-- Required task --
Reproduce word for word the part of the lines below that opens with the line containing "Indicate the red" and closes with the last line, including both of those lines.
-- start Exercise material --
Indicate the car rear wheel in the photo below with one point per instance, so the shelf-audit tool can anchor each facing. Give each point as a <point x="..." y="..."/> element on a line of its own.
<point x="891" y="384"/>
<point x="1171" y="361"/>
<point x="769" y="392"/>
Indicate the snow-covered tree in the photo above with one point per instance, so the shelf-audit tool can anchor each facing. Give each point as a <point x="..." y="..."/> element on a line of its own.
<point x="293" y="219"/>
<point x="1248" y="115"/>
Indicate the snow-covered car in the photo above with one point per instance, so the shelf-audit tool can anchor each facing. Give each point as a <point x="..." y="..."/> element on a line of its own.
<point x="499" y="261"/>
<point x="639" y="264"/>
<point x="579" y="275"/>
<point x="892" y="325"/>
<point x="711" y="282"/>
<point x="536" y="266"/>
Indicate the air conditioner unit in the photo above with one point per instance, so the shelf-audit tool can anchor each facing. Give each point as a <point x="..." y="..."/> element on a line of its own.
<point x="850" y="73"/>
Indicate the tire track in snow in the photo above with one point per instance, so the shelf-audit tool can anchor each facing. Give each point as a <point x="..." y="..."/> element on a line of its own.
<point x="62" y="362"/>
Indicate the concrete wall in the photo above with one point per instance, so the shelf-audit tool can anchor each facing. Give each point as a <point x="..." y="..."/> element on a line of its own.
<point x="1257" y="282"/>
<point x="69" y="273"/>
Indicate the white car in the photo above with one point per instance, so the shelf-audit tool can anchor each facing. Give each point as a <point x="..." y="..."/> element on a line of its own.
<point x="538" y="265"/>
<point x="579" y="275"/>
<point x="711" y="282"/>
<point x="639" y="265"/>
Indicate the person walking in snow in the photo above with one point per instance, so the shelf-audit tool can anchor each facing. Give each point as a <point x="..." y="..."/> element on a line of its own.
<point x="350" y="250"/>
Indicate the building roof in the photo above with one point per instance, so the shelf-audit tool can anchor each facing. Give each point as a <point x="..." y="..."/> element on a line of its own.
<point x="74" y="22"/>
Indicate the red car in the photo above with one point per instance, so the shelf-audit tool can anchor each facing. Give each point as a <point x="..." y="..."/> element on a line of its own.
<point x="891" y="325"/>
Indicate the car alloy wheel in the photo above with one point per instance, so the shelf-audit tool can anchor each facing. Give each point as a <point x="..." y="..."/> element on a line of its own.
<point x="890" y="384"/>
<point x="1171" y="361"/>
-- end Exercise material --
-- Solution to the problem --
Indicate the red car in the photo above with one point per instance, so the shelf-audit tool can anchor each facing. Give each point as a <point x="..." y="..."/> element on a line of its own.
<point x="891" y="325"/>
Indicate the car alloy wheel in the photo above with one point per instance, so the shelf-audit tool can anchor each facing. Give each point as a <point x="..." y="..."/> element on a line of its own.
<point x="890" y="384"/>
<point x="1171" y="361"/>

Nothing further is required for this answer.